Task 1:
List every band named in the Grateful Dead article below.
Task 2:
According to the Grateful Dead article below, in which county was Vince Welnick found dead?

Extract provided:
[Start of Attachment]
Grateful Dead survivors keep keeping on despite sorrows
From MarinIJ:
Grateful Dead survivors keep keeping on despite sorrows
Paul Liberatore
Marin Independent Journal
Bob Weir and the Grateful Dead family have had their share of sorrow lately.
They lost their beloved head roadie, Ram Rod Shurtliff, to cancer a few weeks ago. Then, last Friday, Vince Welnick, the band's last keyboard player, was found dead in Sonoma County after taking his own life.
"It's nothing but sad," Weir says from his Mill Valley home.
"I wish I were qualified to have been of more help to him, but I'm not. All I could be was his friend."
Welnick never could accept the disbanding of the Grateful Dead after Jerry Garcia's death in 1995. He played with his own group, the now eerily named Missing Man Formation, and for a while with Weir's band, RatDog, until severe depression forced him to quit.
"All the rest of the guys are doing other things, and we're all happy doing what we're doing," Weir says. "But I guess Vince wasn't."
After the tragedies of recent weeks, a change of scenery would probably do Weir some good. So RatDog's summer concert tour is starting at a propitious time.
[End of Attachment]
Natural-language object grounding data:
[Start of Attachment]
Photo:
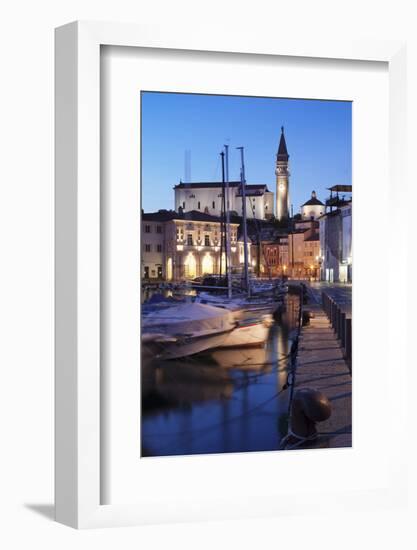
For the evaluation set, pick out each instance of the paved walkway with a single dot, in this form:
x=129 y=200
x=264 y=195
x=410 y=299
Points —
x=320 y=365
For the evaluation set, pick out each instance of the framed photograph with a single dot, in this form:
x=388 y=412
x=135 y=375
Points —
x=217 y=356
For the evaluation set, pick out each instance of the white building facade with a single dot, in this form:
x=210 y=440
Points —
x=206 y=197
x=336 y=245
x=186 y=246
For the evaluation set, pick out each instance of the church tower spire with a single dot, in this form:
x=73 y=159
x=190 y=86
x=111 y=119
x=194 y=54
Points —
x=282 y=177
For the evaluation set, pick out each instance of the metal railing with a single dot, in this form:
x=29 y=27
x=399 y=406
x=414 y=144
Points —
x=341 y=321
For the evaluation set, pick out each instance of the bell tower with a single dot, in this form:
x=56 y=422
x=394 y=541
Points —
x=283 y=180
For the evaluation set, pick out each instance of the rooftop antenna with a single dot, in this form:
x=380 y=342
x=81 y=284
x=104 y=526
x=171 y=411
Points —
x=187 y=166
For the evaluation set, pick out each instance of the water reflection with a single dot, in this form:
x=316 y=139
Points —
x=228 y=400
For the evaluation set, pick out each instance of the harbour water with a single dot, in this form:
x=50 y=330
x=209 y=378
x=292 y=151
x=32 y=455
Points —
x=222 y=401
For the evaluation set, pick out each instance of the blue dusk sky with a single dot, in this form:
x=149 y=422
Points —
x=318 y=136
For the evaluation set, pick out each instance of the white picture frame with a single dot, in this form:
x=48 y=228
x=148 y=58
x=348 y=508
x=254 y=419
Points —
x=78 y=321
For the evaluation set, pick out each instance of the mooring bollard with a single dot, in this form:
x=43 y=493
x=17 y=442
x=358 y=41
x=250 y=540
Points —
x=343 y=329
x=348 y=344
[End of Attachment]
Your response 1:
Grateful Dead
Missing Man Formation
RatDog

Your response 2:
Sonoma County